# Document section:
• • • •

Graham Lewis: We spent a long time before Christmas with lawyers and education consultants digesting every single requirement in each subject area and put them parallel with the English National Curriculum to look where there are overlaps. I don't think many schools have done that level of analysis of the two systems. They see things as incompatible where they're really not. If you compare the two national systems, for example, in mathematics, they're not that radically different, so we found one-to-one overlays in both and areas that are not covered and we built that into our units of inquiry. Making those inquiry units was the key because instead of having subject divisions we do four inquiry units per year with each primary class.

Our Kids: Can you give me some examples?

Graham Lewis: One of my favorite ones is at the end of Year 5 and is called “Wonderful Wrocław” so it’s a local community unit. It connects geography objectives from the National English Curriculum on rivers and physical geographical formations with the Polish history requirement of local history which gives an option to study some parts in detail, so we did Solidarity, which had a big role in Wrocław. We met the technology requirement looking at sustainable urban planning and the culminating project was for the students to develop a sustainable proposal for the city and design a bridge. So in this way we have really embedded all the subjects in a really exciting context.

• • • •

# Data section:
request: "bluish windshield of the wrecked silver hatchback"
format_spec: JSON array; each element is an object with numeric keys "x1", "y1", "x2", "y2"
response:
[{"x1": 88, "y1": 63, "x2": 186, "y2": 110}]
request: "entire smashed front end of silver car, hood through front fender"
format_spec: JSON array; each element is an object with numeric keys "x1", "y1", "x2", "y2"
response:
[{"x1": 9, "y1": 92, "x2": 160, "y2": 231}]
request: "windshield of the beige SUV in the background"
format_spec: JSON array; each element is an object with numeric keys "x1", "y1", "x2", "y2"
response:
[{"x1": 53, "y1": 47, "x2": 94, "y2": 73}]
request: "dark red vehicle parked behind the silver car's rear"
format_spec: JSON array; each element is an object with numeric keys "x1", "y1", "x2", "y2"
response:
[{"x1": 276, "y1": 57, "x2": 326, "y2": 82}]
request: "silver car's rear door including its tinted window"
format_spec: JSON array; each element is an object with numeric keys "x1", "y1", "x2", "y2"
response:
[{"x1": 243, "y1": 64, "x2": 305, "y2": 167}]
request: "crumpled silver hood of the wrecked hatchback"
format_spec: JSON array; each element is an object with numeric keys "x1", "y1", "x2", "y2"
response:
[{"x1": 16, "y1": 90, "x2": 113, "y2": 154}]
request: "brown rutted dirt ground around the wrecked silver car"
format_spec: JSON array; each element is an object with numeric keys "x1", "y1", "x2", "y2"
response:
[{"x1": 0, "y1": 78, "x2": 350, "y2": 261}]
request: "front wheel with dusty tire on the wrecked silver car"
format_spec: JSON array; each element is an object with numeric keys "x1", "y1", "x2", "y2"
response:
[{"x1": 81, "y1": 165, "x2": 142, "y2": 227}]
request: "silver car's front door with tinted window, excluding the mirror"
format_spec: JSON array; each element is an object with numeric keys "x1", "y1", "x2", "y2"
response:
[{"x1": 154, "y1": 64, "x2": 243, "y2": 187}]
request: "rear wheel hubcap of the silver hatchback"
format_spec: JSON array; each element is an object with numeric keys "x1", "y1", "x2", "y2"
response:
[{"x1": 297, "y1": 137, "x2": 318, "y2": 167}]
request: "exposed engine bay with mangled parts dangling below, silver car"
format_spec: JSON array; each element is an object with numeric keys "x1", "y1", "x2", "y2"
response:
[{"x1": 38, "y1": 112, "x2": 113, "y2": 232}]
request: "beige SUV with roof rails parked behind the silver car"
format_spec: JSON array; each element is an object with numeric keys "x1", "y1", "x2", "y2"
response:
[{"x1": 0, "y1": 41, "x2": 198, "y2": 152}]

• • • •

# Required actions:
A - Retype the passage from the interview on the school curriculum, starting with "Graham Lewis: We" and going on through "me some examples?".
B - Answer these questions using the interview on the school curriculum:
(i) How many inquiry units does each primary class do per year?
(ii) At what point in the school years does the unit "Wonderful Wrocław" take place?
(iii) What was the culminating project of that unit?

# Responses by task:
A -
Graham Lewis: We spent a long time before Christmas with lawyers and education consultants digesting every single requirement in each subject area and put them parallel with the English National Curriculum to look where there are overlaps. I don't think many schools have done that level of analysis of the two systems. They see things as incompatible where they're really not. If you compare the two national systems, for example, in mathematics, they're not that radically different, so we found one-to-one overlays in both and areas that are not covered and we built that into our units of inquiry. Making those inquiry units was the key because instead of having subject divisions we do four inquiry units per year with each primary class.

Our Kids: Can you give me some examples?

B -
(i) Four.
(ii) At the end of Year 5.
(iii) The students developed a sustainable proposal for the city and designed a bridge.